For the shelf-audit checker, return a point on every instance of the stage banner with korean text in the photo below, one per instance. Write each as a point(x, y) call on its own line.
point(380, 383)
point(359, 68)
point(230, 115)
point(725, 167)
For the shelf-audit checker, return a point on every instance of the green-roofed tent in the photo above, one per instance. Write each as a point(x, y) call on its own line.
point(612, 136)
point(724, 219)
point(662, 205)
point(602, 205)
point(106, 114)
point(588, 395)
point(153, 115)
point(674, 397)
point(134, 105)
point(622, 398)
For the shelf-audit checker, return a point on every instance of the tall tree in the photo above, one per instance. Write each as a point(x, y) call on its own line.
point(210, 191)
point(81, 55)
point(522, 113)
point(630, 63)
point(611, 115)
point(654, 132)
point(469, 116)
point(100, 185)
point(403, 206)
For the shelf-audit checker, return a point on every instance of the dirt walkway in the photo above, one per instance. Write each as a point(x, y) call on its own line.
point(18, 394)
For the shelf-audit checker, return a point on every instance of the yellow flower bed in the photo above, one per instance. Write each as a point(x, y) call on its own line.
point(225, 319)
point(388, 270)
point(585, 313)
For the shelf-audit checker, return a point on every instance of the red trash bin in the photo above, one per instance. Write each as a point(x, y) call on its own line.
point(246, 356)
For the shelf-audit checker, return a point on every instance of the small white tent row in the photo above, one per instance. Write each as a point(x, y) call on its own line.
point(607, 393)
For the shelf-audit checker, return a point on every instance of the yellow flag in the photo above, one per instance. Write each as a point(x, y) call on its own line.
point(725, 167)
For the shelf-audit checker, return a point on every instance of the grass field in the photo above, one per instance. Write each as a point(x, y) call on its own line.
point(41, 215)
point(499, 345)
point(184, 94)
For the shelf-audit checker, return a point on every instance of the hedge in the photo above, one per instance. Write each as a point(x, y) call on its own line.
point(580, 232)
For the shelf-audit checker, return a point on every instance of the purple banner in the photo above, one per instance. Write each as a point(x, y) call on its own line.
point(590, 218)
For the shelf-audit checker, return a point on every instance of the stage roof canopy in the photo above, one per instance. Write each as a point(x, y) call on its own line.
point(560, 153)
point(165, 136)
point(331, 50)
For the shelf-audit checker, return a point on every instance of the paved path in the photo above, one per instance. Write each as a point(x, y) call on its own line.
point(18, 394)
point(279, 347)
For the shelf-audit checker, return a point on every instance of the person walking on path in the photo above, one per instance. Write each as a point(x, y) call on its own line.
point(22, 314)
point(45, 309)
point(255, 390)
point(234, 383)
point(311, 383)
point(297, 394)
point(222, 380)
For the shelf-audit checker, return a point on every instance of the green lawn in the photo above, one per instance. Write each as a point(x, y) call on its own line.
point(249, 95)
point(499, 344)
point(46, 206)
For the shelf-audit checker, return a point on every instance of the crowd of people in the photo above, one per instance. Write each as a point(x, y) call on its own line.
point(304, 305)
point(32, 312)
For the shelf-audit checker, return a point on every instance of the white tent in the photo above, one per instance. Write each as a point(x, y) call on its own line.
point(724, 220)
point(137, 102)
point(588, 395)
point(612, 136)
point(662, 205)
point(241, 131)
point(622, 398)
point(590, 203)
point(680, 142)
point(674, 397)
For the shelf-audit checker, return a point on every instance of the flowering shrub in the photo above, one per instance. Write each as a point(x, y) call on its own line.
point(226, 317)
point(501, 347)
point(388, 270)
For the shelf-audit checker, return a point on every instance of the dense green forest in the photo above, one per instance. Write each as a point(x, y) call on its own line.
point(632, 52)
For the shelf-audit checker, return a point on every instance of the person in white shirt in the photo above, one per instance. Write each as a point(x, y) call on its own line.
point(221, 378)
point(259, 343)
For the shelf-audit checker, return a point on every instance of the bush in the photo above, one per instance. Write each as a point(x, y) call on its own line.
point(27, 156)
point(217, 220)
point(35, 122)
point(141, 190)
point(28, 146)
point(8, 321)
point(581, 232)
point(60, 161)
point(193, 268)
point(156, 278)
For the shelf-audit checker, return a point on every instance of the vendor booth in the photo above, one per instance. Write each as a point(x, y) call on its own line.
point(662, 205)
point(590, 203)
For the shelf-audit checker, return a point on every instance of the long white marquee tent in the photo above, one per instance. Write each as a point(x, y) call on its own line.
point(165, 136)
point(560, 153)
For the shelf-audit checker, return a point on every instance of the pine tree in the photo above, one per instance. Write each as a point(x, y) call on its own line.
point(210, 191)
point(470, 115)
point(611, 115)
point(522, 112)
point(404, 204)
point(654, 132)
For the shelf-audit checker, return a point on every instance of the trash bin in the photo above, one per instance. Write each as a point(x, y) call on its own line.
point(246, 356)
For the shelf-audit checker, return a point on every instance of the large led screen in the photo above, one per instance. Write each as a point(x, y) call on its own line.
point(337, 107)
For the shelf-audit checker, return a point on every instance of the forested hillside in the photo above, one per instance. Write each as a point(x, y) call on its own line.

Aim
Copy out verbatim every line of the material from the line containing "of the large" through the end of the material, including both ends.

Solution
For the shelf-audit checker, return a point on every instance of the large led screen in the photo above, one per instance. Write each as a point(x, y) call on its own line.
point(337, 107)
For the shelf-audit checker, return a point on every instance of the forested hillside in the photo above, one per instance. Write each as a point(x, y) call on its own line.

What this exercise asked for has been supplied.